§ SELECTED PASSAGE
---------------

JGreenlee commented Feb 26, 2025

Previously, we just recorded the number of calls to _get_entries_for_timeseries; now we have a more sophisticated approach:

# record a stat every time the DB is queried by monitoring the MongoDB client

import inspect
import time
from pymongo.monitoring import register, CommandListener
import emission.storage.decorations.stats_queries as esds

class QueryMonitor(CommandListener):
    def started(self, event):
        event_cmd = str(event.command)
        call_stack = [f.function for f in inspect.stack()][12:]
        if (
            event.command_name in {"find", "aggregate", "insert", "update", "delete"}
            and 'stats/pipeline_time' not in event_cmd
        ):
            call_stack = [f.function for f in inspect.stack()][12:17]
            esds.store_pipeline_time(None,
                                     f'db_call/{event.command_name}',
                                     time.time(),
                                     str(call_stack))
    def __init__(self): pass
    def succeeded(self, _): pass
    def failed(self, _): pass

register(QueryMonitor())

Which counts every DB call but also allows us to identify
i) what type of query it was ("find", "aggregate", "insert", "update", "delete")
ii) the function stack from wherever the query was made (e.g. ['_get_entries_for_timeseries', 'find_entries', 'get_data_df', 'get_location_streams_for_trip', 'segment_into_sections'])

We think it would be beneficial to check this into the repo somewhere, but I am not sure the correct location for it

@JGreenlee
Copy link
Author

Follow-on to the investigation in e-mission/e-mission-server#1032 (comment):

I am going to leave ccebikes running overnight. I am not sure if it will finish because this one took over an hour and ccebikes has 90x as many trips


I have had ccebikes running for about 11 hours and I don't think it is close to being done

Two users are stuck in MODE_INFERENCE for the last 1 and 2 hours respectively

grep "For stage" /var/tmp/intake_1.log | tail -n 1
2025-02-28 09:10:06,127:INFO:8737540160:For stage PipelineStages.MODE_INFERENCE, start_ts is None
grep "For stage" /var/tmp/intake_2.log | tail -n 1
2025-02-28 10:00:08,979:INFO:8737540160:For stage PipelineStages.MODE_INFERENCE, start_ts is None

For intake_0 I can tell it's in TRIP_SEGMENTATION based on recent logs, but I can't tell how long it's been stuck because nothing comes up (maybe due to limitation of grep or tail?)

grep "For stage" /var/tmp/intake_0.log | tail -n 1

@JGreenlee
Copy link
Author

I am considering stopping the run because it would probably take all weekend and I will not be home to keep an eye on it.

---------------

§ SUPPLIED INFORMATION
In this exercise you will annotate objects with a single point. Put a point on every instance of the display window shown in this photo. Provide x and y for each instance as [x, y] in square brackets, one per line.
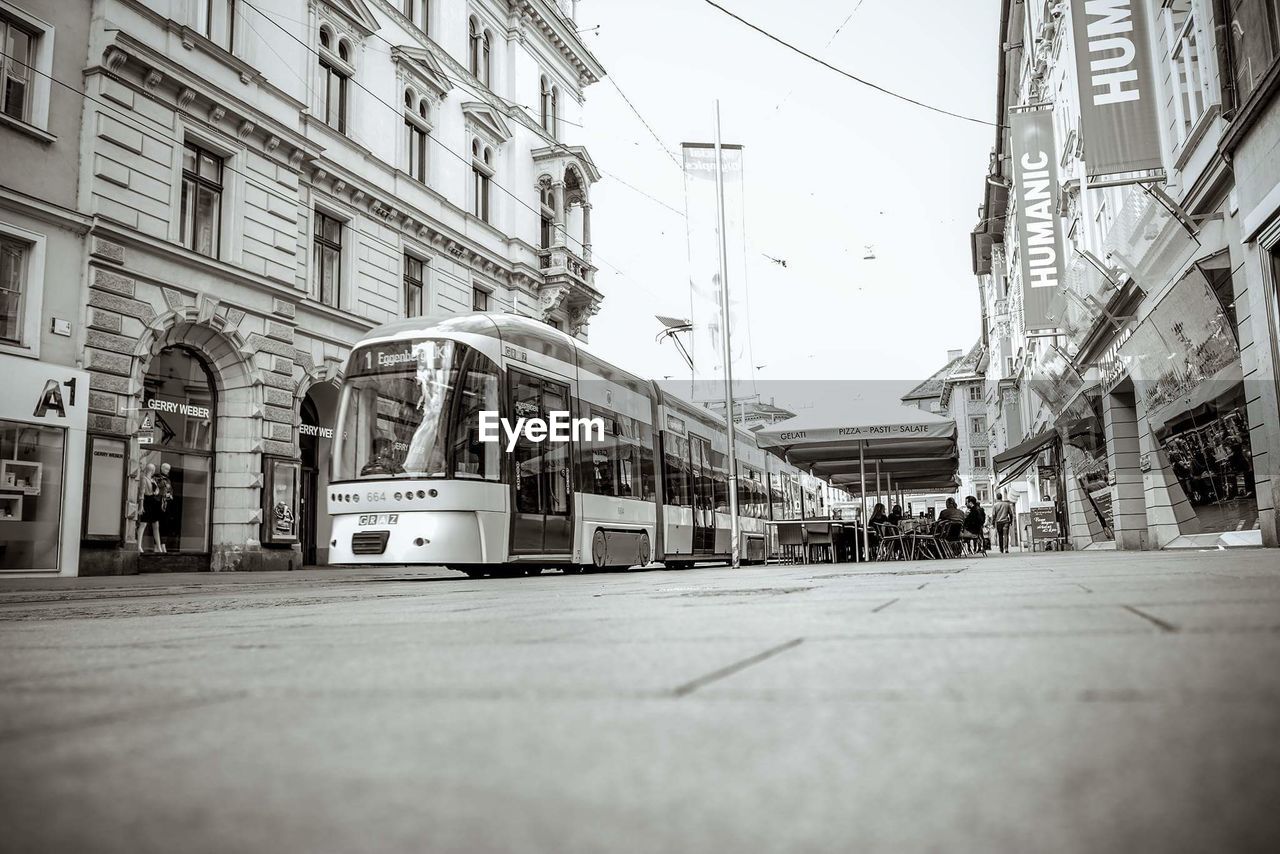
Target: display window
[176, 460]
[31, 496]
[1208, 451]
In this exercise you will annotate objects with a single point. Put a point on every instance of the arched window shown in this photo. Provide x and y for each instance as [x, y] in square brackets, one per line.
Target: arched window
[545, 103]
[547, 229]
[334, 72]
[485, 58]
[481, 178]
[474, 45]
[416, 129]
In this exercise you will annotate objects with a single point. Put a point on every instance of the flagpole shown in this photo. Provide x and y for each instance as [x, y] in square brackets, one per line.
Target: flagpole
[726, 351]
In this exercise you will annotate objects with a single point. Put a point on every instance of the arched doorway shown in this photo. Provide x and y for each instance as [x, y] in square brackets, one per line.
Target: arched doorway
[178, 437]
[318, 414]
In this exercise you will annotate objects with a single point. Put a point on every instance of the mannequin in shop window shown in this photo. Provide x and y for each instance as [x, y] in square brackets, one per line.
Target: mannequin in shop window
[152, 510]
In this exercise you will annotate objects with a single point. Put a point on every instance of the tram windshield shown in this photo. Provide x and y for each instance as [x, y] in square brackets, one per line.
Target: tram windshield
[411, 409]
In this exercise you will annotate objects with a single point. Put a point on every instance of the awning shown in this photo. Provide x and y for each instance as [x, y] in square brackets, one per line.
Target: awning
[1015, 460]
[909, 446]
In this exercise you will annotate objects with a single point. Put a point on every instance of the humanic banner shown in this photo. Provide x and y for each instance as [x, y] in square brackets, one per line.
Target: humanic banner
[1118, 94]
[1040, 231]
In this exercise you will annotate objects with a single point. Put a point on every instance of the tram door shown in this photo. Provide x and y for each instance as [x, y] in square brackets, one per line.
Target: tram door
[542, 489]
[704, 498]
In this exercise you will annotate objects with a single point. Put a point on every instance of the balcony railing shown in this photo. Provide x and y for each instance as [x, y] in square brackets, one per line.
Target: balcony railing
[560, 259]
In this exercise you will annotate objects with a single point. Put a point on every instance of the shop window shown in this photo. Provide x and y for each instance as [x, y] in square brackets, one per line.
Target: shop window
[31, 496]
[1208, 451]
[177, 453]
[201, 199]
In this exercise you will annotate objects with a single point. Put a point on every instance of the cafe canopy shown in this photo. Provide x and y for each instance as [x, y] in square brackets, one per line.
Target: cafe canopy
[913, 450]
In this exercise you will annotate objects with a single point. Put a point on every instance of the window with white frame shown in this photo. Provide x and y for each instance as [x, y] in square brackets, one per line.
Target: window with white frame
[419, 12]
[549, 106]
[336, 72]
[201, 200]
[480, 50]
[547, 231]
[415, 284]
[13, 286]
[481, 178]
[416, 131]
[22, 278]
[1187, 71]
[215, 21]
[327, 238]
[19, 51]
[26, 67]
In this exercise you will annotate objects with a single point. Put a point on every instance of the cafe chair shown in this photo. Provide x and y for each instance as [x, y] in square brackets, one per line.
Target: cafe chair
[819, 540]
[790, 543]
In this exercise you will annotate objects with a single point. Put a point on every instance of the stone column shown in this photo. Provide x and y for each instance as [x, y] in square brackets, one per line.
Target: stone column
[558, 237]
[1124, 455]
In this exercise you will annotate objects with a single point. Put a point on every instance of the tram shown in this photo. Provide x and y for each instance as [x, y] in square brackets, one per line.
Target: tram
[414, 483]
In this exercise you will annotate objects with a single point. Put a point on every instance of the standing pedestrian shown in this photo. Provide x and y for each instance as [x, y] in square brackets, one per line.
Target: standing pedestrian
[1004, 517]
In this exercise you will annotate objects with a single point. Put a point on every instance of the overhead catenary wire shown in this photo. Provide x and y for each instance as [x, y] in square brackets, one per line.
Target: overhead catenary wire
[842, 72]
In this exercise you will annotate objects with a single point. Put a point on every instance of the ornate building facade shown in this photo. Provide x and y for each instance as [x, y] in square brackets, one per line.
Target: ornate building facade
[259, 183]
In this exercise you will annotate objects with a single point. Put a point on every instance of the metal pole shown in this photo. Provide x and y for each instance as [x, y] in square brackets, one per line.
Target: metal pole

---------------

§ TASKS TO PERFORM
A - Translate this sentence from the database-query monitoring thread into Spanish: "I am considering stopping the run because it would probably take all weekend and I will not be home to keep an eye on it."
B - Write a continuation of the database-query monitoring thread, starting after its last comment.
The rows come from a separate source, unrelated to the thread.

§ SOLVED PROBLEMS
A - Estoy considerando detener la ejecución porque probablemente tardaría todo el fin de semana y no estaré en casa para vigilarla.

B -
It is clear that the bottlenecks are in TRIP_SEGMENTATION and MODE_INFERENCE, which is what e-mission/e-mission-server#1017 and e-mission/e-mission-server#1026 already address. This is consistent with what I have been finding all along.

After those are merged, it may become more practical to do side-by-side comparisons on large dumps.

As for e-mission/e-mission-server#1032, it does drastically reduce the number of DB operations which significantly improves CLEAN_RESAMPLING, CREATE_CONFIRMED_OBJECTS, and CREATE_COMPOSITE_OBJECTS (at least on test data and stm-community).
However this is overshadowed by how slow TRIP_SEGMENTATION and MODE_INFERENCE are

@shankari
Copy link
Contributor

For intake_0 I can tell it's in TRIP_SEGMENTATION based on recent logs, but I can't tell how long it's been stuck because nothing comes up (maybe due to limitation of grep or tail?)

It could also be that the logs have rolled over. In that case, I would expect to see an intake_0.log.1 or similar

@JGreenlee
Copy link
Author

JGreenlee commented Feb 28, 2025

I stopped it, but these are the results from that run (looks like it got through 49 users out of 108)

Image Image

@shankari
Copy link
Contributor

we can do a before-and-after at the end of next week after e-mission/e-mission-server#1017 and e-mission/e-mission-server#1026 and e-mission/e-mission-server#1032 are merged

@JGreenlee
Copy link
Author

JGreenlee commented Mar 3, 2025

While working on e-mission/e-mission-server#1032 I found that create_index is called repeatedly throughout the pipeline. According to Mongo docs, duplicate calls to create_index are ignored: https://www.mongodb.com/docs/manual/reference/method/db.collection.createIndex/#recreating-an-existing-index

However, removing them significantly reduced the local execution time for CLEAN_RESAMPLING, CREATE_CONFIRMED_OBJECTS, and CREATE_COMPOSITE_OBJECTS, suggesting that the duplicate calls introduce some overhead

image image image

The duplicate create_index calls only happen during the pipeline in spots where theget_*_database methods from edb are called directly, rather than using methods from the timeseries (the preferred pattern)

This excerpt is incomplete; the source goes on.